-- Provided data follows --

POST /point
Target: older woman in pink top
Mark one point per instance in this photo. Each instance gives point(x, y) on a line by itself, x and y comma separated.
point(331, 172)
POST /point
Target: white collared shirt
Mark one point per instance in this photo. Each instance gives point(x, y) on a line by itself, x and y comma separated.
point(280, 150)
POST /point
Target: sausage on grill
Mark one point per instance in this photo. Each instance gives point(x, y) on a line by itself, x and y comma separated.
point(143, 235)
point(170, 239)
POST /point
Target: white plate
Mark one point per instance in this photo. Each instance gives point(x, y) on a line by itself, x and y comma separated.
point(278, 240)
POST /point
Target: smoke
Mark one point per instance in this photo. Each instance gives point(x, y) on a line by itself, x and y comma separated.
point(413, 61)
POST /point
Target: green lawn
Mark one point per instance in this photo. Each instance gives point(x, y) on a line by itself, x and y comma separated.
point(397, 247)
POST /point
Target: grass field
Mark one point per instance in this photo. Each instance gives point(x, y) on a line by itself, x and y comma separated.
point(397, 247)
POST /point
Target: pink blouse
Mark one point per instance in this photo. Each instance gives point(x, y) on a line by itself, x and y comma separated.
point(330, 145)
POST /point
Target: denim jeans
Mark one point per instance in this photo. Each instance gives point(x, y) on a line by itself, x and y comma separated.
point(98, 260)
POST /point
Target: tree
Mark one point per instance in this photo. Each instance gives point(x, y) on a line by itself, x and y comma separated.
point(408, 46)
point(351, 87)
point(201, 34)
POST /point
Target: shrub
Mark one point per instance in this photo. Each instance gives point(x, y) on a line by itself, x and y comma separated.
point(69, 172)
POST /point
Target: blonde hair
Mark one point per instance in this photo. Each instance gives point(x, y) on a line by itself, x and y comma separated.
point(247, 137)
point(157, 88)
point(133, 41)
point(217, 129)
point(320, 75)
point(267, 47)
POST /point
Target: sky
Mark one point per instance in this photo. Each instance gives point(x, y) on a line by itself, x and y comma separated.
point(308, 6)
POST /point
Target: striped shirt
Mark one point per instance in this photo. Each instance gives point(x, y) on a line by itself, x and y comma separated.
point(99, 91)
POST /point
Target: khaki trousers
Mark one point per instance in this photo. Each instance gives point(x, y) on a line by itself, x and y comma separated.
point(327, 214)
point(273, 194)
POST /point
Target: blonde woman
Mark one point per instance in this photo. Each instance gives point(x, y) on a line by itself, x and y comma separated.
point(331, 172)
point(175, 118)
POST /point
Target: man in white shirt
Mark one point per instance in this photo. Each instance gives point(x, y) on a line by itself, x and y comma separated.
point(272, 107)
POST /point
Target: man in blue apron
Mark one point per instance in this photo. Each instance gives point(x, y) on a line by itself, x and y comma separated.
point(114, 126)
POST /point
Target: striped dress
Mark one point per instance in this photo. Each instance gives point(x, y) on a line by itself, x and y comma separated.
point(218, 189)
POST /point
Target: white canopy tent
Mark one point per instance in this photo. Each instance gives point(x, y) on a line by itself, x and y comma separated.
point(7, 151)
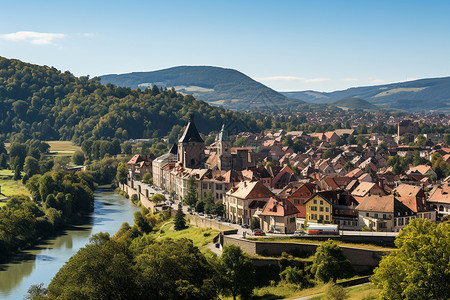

-- Provided data concluded --

## Task
Reproduce the material exactly; keep pictures out.

## Solution to the problem
POST /point
Target: older woman in pink top
Mark one point per instance in this photo. Each instance gives point(x, y) on a line by itself, x and y comma separated.
point(331, 172)
POST /point
Target: white collared shirt
Mark one point per instance in this photo. Each instance gives point(x, y) on a line by itself, x and y comma separated.
point(280, 150)
POST /point
Target: sausage on grill
Mark one point per instance in this photo. Each instance gives point(x, y) on a line by itself, x and y comma separated.
point(143, 235)
point(170, 239)
POST /point
Target: white plate
Mark one point per instance in this photo. Each instance gives point(x, y) on a line by itself, x and y comma separated.
point(278, 240)
POST /point
Target: smoke
Mark one point per instance in this photo. Each instance gives point(x, y) on a line by itself, x and y comma separated.
point(413, 61)
POST /point
Target: green lawn
Mark one point per instance in this photo. Each instance gives point(x, y) on a line by itself, x and y comma separated.
point(397, 247)
POST /point
Target: grass field
Mark one point per instance in this photo. Each instance gives point(x, y) on a line by itself, x and y comma separated.
point(397, 247)
POST /point
Target: pink blouse
Mark one point per instance in this photo. Each instance gives point(x, y) on a line by itself, x and y comma separated.
point(330, 145)
POST /point
Target: denim jeans
Mark one point per instance in this photo. Each instance gives point(x, y) on a line by itself, x and y comma separated.
point(98, 260)
POST /point
Target: tree
Mark one point per instance in this photo. Each instance gives point(x, y) on a line by itself, x and y comma separated.
point(408, 46)
point(351, 87)
point(201, 34)
POST /point
Target: shrub
Mark one point per instance in this photo. Each instance gives point(x, y) on a line by itself, x and y comma separated.
point(69, 172)
POST /point
Target: blonde hair
Mark one point per instance in this photo. Each instance gives point(x, y) on a line by itself, x and y comma separated.
point(247, 137)
point(157, 88)
point(133, 41)
point(217, 129)
point(320, 75)
point(267, 47)
POST /point
Target: sky
Mark one point per instance in this photo. Each instance gives point(x, y) on a line by itself, x and y comma separated.
point(308, 6)
POST /point
Target: striped shirt
Mark one point per instance in this photo. Each instance gives point(x, y) on a line by itself, x and y comma separated.
point(99, 91)
POST /point
Target: khaki trousers
Mark one point per instance in this photo. Each instance gives point(x, y) on a line by itself, x and y comma separated.
point(327, 214)
point(273, 194)
POST /point
Target: blonde woman
Mark one point per instance in this photo. Each instance gives point(x, y) on a line by itself, x and y comma separated.
point(331, 172)
point(175, 118)
POST /point
Target: man in white shirt
Mark one point per instance in this photo. Each instance gives point(x, y) on a line by itself, x and y comma separated.
point(272, 107)
POST /point
Target: man in blue apron
Mark one point per instance in this photo. Each instance gives point(x, y) on a line by itself, x and y comma separated.
point(114, 126)
POST /point
Target: striped dress
Mark one point per instance in this photo. Each instance gives point(x, y) on a line by itself, x and y comma separated.
point(218, 189)
POST /point
Target: white canopy tent
Mark one point per instance in this photo. Each instance gives point(x, y) on a line by itself, x and y comma separated.
point(7, 151)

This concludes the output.